> _What the exercise asks_
Switch every "Query" in the listing below to "Label". Keep all other text as it is.

:: Material

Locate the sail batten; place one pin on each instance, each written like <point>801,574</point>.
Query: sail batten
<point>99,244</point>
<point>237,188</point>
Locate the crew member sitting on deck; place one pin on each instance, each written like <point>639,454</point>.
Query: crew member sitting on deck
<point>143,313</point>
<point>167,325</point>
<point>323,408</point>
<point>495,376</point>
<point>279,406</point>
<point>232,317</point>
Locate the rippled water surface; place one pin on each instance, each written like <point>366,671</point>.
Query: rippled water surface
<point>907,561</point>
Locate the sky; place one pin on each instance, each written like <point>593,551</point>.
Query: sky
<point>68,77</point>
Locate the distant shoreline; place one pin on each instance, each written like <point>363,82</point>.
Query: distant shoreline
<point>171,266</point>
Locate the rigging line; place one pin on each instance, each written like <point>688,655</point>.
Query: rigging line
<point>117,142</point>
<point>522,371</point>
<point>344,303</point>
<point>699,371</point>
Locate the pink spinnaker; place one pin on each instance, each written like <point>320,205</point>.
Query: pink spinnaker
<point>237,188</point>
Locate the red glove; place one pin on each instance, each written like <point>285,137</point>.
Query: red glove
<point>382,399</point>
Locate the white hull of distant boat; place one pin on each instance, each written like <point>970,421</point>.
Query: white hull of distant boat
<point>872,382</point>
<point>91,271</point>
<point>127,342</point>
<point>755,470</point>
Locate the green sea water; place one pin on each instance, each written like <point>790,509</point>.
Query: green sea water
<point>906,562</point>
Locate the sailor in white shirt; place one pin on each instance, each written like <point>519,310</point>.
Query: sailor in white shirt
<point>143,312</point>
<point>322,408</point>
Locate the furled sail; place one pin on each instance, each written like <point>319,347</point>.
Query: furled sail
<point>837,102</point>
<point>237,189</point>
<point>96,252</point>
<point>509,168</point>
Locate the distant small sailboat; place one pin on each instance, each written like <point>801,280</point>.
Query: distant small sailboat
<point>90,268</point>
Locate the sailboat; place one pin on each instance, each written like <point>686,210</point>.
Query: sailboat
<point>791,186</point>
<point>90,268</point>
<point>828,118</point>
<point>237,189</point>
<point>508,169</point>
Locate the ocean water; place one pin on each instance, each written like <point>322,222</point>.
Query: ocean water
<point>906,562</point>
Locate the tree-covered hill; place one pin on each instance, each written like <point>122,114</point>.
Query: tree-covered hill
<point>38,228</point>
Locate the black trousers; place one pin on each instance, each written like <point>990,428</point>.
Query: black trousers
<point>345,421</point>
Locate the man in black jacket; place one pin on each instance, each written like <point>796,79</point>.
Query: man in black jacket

::::

> _Written answer_
Locate the sail batten; place one pin on each instance, each written like <point>801,574</point>.
Label: sail batten
<point>99,244</point>
<point>237,188</point>
Locate the crew member sitting on deck; place one pin on each instance, each written like <point>639,454</point>.
Label: crew member sitting on deck
<point>143,313</point>
<point>167,325</point>
<point>323,408</point>
<point>495,376</point>
<point>279,406</point>
<point>232,317</point>
Locate the rippled water surface; place one pin on each instance, each written like <point>366,671</point>.
Label: rippled water surface
<point>907,561</point>
Locate the sky; place one pin on each instance, each written like <point>593,551</point>.
Label: sky
<point>68,77</point>
Locate the distant shoreline; place one pin on each instance, each written like <point>363,82</point>.
Label: distant shoreline
<point>171,266</point>
Locate the rigging line; place one pin on each instance, each written like <point>688,655</point>.
Label: rigging line
<point>117,142</point>
<point>522,371</point>
<point>344,303</point>
<point>699,371</point>
Locate the pink spinnaker; place one pin on each instance, each written like <point>320,205</point>.
Label: pink spinnaker
<point>237,188</point>
Locate the red glove; place one pin on each instance, each written like <point>285,137</point>.
Label: red glove
<point>382,399</point>
Locate the white hull of distant boat; place one pin on each instance, each written like <point>970,421</point>.
Label: white hull of distant boat
<point>872,382</point>
<point>91,271</point>
<point>127,342</point>
<point>755,470</point>
Locate the green sea water; place one pin on each instance, each written like <point>790,509</point>.
Label: green sea water
<point>906,562</point>
Locate the sailor in white shirt; place one pin on each instance, each written like <point>519,310</point>.
Label: sailor in white shirt
<point>143,312</point>
<point>322,408</point>
Locate the furled sail; place one pin on each instance, each written like <point>319,347</point>.
Label: furled sail
<point>837,102</point>
<point>237,189</point>
<point>96,252</point>
<point>509,168</point>
Locate the distant small sailboat; place one pin on each instance, each written like <point>801,280</point>.
Label: distant small sailboat
<point>90,268</point>
Locate the sailboat; place one pin on each instance, each written like <point>686,210</point>.
Label: sailboat
<point>791,186</point>
<point>90,268</point>
<point>828,118</point>
<point>237,189</point>
<point>508,169</point>
Locate the ocean water; place one pin on each instance, each written like <point>322,222</point>.
Label: ocean water
<point>906,562</point>
Locate the tree-covered hill; place one pin on each instance, each written like <point>122,114</point>.
Label: tree-covered hill
<point>38,228</point>
Locate the black trousers; place one pin on each instance, each written like <point>990,428</point>.
Label: black trousers
<point>345,421</point>
Locate the man in black jacket; place one pin on each instance, each written like <point>796,79</point>.
Label: man in black jacket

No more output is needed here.